**Work item:** Report back each line of the data that contains the word "gabled".

**Data records:**

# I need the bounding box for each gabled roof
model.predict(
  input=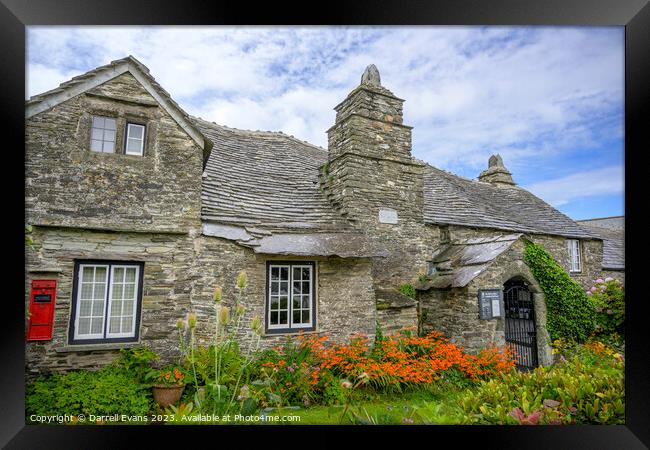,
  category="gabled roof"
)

**Task answer:**
# I need the bounding box for each gabled roof
  category="gabled roof"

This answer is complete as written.